▶ [Ziel der Übung] Gib den folgenden Text zur Finanzierung der Pflegeversicherung vollständig und wortgetreu aus.

------ Vorgegebener Text ------

Eine Strukturreform ist folglich überfällig. In zurückliegenden Legislaturperioden wurde bis heute wenigstens eine Reform der Finanzierung der Pflege angekündigt, weil das System im gesellschaftlichen Wandel an Grenzen stößt. Die 1995 mit dem elften Sozialgesetzbuch (SGB XI) eingeführte Pflegeversicherung, bildet den Rahmen für die Teilfinanzierung von Pflegeleistungen im Bereich der Langzeitpflege. Wie eingangs dargelegt, nimmt im öffentlichen Diskurs zur Pflege die Finanzierung momentan den größten Platz ein. Diese kommt durch die demographische Entwicklung regelmäßig an ihre Grenzen und der Beitrag zur Pflegeversicherung steigt kontinuierlich. Auch die Eigenanteile, die Pflegebedürftige leisten müssen, brechen immer neue Rekorde. Der Eigenanteil für die stationäre Pflege betrug beispielsweise im Januar 2018 bundesweit noch 1.772 Euro und betrug am ersten Januar 2024 für das erste Jahr im Heim durchschnittlich 2.576 Euro, eine Steigerung von gut 45 Prozent innerhalb von sechs Jahren (vdek, 2024c).
Es gibt momentan 96 gesetzliche Pflegekassen, die jeweils ein Pendant in der Krankenversicherung haben. Außerdem kann das Pflegerisiko auch bei rund 50 privaten Kostenträgern abgesichert werden (Allianz, 2024).

------ Vorgegebene Zeilen ------

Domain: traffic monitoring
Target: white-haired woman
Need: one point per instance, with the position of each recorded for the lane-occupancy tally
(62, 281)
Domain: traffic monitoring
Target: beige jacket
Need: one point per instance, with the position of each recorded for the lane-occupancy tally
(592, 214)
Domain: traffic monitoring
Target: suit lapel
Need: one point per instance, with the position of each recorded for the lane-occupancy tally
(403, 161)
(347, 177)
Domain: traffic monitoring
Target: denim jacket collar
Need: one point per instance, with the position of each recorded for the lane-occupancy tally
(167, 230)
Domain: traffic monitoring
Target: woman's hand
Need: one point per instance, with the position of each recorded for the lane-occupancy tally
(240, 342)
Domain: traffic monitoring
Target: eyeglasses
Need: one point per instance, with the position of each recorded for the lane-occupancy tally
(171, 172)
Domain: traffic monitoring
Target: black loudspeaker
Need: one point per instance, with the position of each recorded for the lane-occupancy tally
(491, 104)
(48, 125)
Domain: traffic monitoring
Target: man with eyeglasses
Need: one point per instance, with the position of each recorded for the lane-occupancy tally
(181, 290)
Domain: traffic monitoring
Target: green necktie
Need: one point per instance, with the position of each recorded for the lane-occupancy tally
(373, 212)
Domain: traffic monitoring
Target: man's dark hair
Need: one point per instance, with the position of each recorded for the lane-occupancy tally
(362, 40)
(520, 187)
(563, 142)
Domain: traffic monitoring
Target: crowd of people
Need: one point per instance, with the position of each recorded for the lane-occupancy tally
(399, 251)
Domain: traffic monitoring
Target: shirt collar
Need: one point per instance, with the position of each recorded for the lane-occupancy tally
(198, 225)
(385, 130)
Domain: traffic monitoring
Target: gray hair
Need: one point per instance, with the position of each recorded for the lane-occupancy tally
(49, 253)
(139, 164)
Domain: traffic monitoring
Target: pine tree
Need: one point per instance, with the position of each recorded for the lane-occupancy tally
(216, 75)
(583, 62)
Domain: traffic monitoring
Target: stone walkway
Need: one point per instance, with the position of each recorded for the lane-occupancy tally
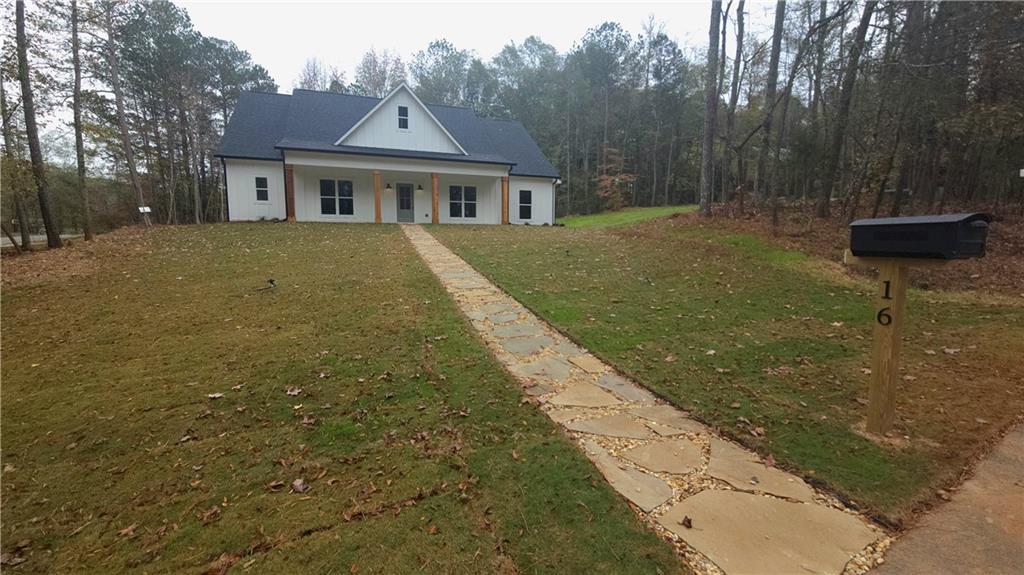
(724, 510)
(980, 531)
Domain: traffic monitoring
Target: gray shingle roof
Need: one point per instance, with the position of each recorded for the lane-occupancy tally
(263, 124)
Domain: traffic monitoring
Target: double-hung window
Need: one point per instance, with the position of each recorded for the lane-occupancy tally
(462, 202)
(262, 191)
(525, 204)
(336, 197)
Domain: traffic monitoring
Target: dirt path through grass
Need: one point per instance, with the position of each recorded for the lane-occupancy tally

------

▶ [Schriftliche Antwort]
Eine Strukturreform ist folglich überfällig. In zurückliegenden Legislaturperioden wurde bis heute wenigstens eine Reform der Finanzierung der Pflege angekündigt, weil das System im gesellschaftlichen Wandel an Grenzen stößt. Die 1995 mit dem elften Sozialgesetzbuch (SGB XI) eingeführte Pflegeversicherung, bildet den Rahmen für die Teilfinanzierung von Pflegeleistungen im Bereich der Langzeitpflege. Wie eingangs dargelegt, nimmt im öffentlichen Diskurs zur Pflege die Finanzierung momentan den größten Platz ein. Diese kommt durch die demographische Entwicklung regelmäßig an ihre Grenzen und der Beitrag zur Pflegeversicherung steigt kontinuierlich. Auch die Eigenanteile, die Pflegebedürftige leisten müssen, brechen immer neue Rekorde. Der Eigenanteil für die stationäre Pflege betrug beispielsweise im Januar 2018 bundesweit noch 1.772 Euro und betrug am ersten Januar 2024 für das erste Jahr im Heim durchschnittlich 2.576 Euro, eine Steigerung von gut 45 Prozent innerhalb von sechs Jahren (vdek, 2024c).
Es gibt momentan 96 gesetzliche Pflegekassen, die jeweils ein Pendant in der Krankenversicherung haben. Außerdem kann das Pflegerisiko auch bei rund 50 privaten Kostenträgern abgesichert werden (Allianz, 2024).